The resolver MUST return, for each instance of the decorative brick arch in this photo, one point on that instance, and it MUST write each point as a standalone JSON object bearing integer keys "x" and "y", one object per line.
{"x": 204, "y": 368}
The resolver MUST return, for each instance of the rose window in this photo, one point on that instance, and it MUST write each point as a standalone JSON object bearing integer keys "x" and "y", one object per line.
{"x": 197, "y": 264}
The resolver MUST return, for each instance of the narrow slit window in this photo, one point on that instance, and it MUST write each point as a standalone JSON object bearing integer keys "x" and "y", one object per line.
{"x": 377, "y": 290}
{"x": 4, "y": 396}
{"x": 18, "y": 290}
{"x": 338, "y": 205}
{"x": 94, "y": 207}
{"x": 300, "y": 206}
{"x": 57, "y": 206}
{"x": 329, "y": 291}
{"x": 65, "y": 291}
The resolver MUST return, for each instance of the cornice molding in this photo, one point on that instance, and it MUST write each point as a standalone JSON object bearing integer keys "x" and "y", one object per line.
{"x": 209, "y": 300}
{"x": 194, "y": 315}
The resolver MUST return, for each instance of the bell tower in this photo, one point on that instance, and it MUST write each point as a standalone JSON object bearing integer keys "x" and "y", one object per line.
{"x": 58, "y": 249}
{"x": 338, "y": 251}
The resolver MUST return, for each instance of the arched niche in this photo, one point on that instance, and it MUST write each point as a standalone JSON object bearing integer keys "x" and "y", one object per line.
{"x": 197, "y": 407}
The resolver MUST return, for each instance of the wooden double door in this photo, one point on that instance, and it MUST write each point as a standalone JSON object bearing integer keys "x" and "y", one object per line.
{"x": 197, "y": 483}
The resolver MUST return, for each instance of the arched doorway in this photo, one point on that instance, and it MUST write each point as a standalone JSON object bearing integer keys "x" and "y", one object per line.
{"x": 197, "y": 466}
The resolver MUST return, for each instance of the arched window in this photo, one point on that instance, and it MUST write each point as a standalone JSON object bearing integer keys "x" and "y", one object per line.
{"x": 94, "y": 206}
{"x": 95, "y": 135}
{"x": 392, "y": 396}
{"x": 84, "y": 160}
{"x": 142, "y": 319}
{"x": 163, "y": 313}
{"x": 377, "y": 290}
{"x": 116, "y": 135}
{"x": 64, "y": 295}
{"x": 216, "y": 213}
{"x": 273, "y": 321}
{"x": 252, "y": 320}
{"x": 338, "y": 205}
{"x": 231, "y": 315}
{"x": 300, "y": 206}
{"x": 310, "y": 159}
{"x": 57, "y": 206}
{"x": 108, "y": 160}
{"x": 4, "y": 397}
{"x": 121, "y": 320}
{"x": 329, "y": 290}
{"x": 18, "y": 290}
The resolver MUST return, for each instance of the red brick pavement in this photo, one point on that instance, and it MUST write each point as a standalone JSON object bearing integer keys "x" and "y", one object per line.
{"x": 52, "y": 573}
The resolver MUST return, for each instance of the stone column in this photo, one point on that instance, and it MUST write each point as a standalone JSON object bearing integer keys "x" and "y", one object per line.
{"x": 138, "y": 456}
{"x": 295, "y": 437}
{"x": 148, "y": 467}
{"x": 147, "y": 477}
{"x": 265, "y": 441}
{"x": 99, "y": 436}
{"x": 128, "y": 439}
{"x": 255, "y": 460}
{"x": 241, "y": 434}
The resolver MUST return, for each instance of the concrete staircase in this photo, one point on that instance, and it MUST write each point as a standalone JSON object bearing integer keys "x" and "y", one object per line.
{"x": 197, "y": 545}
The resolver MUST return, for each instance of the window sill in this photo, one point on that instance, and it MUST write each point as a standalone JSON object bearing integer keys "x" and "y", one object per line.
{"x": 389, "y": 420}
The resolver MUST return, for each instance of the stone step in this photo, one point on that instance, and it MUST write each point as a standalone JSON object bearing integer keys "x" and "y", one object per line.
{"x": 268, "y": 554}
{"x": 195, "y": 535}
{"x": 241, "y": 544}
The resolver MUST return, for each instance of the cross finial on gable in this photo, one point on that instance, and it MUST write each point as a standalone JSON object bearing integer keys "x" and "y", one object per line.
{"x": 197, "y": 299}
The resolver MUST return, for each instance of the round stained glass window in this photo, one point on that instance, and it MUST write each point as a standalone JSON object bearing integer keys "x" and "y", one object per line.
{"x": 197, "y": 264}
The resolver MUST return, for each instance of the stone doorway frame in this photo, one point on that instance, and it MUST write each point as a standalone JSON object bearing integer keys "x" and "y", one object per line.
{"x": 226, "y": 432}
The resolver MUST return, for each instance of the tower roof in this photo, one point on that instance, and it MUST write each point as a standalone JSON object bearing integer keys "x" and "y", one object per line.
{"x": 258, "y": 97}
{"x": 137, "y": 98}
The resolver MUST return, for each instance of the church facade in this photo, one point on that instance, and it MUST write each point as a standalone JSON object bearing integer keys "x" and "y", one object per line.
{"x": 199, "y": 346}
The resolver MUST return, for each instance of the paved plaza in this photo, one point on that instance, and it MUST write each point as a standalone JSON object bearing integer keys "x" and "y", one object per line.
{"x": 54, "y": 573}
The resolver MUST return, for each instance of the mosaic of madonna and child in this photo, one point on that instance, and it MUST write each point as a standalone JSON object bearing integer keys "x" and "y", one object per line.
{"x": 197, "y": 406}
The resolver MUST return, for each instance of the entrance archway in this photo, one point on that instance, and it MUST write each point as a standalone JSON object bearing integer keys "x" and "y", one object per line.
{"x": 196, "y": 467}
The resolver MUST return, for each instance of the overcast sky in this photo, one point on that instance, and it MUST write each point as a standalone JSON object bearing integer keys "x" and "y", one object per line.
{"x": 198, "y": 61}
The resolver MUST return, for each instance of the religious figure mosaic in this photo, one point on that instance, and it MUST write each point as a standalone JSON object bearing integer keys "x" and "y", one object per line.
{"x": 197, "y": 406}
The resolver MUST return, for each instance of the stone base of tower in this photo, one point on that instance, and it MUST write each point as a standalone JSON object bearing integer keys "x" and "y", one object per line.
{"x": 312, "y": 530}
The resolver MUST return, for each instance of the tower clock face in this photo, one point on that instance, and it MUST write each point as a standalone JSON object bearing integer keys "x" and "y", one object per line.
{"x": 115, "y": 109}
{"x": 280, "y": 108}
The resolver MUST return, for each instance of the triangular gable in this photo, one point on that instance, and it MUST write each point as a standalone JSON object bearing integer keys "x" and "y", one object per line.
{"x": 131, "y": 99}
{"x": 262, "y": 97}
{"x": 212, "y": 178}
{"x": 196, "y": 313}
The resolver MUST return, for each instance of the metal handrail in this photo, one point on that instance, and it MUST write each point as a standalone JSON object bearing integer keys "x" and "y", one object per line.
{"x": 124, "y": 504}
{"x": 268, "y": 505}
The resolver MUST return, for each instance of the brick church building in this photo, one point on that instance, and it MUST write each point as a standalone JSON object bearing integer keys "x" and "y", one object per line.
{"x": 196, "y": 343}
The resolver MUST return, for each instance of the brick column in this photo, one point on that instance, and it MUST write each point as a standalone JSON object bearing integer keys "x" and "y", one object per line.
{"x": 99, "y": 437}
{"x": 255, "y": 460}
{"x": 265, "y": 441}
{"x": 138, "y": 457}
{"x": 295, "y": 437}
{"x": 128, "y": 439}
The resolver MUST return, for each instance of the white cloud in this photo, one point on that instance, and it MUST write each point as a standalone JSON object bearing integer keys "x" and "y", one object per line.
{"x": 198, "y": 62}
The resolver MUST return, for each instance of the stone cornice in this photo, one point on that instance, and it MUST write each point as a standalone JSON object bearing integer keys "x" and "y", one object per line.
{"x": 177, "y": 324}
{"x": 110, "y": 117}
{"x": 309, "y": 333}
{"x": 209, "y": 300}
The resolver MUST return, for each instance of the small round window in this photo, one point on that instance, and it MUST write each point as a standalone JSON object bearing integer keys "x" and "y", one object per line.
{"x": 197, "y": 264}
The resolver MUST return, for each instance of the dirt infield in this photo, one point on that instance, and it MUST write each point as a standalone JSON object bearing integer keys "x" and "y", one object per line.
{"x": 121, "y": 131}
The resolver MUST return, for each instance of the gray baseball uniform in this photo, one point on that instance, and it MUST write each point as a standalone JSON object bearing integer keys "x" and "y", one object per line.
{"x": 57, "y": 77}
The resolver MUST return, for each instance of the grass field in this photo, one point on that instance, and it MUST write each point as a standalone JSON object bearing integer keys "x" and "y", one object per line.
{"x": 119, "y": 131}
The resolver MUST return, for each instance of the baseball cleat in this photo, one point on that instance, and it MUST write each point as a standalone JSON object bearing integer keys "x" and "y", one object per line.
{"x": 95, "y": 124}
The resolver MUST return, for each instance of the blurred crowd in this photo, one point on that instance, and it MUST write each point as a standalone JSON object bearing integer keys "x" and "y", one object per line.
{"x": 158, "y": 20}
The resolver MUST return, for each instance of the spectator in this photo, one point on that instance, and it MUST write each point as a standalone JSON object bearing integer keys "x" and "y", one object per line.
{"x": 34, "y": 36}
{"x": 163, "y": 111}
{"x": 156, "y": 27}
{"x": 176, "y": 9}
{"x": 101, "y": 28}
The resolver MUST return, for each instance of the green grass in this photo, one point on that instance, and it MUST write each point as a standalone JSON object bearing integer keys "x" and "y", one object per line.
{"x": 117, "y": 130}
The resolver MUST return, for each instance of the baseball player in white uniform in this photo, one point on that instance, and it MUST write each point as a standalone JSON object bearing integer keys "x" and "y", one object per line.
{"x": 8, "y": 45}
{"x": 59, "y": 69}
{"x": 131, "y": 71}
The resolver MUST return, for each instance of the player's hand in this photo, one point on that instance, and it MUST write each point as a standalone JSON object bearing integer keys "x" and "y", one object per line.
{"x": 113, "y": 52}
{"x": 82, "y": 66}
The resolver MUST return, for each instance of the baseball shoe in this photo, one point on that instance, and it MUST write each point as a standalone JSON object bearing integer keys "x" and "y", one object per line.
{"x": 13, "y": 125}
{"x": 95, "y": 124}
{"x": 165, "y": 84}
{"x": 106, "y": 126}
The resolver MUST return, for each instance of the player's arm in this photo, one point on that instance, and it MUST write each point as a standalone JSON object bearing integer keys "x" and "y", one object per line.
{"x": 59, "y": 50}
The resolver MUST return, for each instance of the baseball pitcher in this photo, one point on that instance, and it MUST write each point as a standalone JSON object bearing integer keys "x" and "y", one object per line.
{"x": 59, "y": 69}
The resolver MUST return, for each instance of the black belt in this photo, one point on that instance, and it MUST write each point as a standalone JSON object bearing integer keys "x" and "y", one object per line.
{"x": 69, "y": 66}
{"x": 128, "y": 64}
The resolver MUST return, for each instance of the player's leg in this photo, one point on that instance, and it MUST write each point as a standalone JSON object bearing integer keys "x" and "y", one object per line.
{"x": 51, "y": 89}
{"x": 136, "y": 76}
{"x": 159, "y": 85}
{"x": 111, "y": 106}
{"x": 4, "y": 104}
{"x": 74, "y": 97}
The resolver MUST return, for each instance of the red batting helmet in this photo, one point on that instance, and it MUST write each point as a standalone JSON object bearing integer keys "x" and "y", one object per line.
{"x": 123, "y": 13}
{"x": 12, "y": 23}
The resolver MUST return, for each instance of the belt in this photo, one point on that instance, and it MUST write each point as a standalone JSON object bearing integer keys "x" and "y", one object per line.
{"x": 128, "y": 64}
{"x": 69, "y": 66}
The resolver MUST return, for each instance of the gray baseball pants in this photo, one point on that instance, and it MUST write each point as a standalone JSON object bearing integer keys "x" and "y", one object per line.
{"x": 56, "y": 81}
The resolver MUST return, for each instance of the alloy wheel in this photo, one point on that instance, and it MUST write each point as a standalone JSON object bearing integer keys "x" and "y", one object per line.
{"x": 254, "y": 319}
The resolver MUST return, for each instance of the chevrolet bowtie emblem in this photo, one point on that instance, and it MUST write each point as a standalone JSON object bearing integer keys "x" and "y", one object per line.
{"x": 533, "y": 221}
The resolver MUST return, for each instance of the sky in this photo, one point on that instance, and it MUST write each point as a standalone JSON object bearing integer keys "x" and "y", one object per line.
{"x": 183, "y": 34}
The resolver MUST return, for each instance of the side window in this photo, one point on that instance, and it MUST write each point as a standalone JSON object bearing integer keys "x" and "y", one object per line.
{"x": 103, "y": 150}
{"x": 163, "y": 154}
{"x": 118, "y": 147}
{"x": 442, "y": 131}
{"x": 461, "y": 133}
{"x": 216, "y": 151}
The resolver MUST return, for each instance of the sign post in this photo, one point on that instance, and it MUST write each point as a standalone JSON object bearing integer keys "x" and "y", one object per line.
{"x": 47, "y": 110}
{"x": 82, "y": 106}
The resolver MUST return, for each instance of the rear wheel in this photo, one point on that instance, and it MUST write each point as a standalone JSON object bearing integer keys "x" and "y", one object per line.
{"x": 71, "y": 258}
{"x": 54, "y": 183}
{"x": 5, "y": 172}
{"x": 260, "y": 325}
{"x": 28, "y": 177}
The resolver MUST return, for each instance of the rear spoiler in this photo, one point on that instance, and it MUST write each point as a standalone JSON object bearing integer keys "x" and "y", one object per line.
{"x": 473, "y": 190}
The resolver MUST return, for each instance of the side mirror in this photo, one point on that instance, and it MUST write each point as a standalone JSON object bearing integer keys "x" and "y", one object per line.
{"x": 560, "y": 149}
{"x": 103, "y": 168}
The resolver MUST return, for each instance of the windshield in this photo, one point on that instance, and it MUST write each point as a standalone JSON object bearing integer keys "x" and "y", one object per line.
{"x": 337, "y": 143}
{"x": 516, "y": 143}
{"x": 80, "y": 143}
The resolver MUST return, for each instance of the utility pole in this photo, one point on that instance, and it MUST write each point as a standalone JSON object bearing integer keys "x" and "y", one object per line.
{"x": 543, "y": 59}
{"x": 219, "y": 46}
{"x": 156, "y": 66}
______________________________
> TASK PROMPT: Pull out every line from the one with "The resolver MUST return, for each instance of the windshield" to the end of the listing, and output only those.

> EXERCISE RESULT:
The resolver MUST return, for each instance of the windshield in this photo, one point on that instance, and it MUST write each point as a standalone JSON object bearing integer keys "x" and "y", one object per line.
{"x": 337, "y": 143}
{"x": 516, "y": 143}
{"x": 80, "y": 143}
The resolver MUST return, for each instance of the utility pole in this photo, one point on that instance, and it MUST write each point as a standalone JSON object bearing integer keys "x" and "y", one object per line.
{"x": 543, "y": 59}
{"x": 219, "y": 46}
{"x": 156, "y": 66}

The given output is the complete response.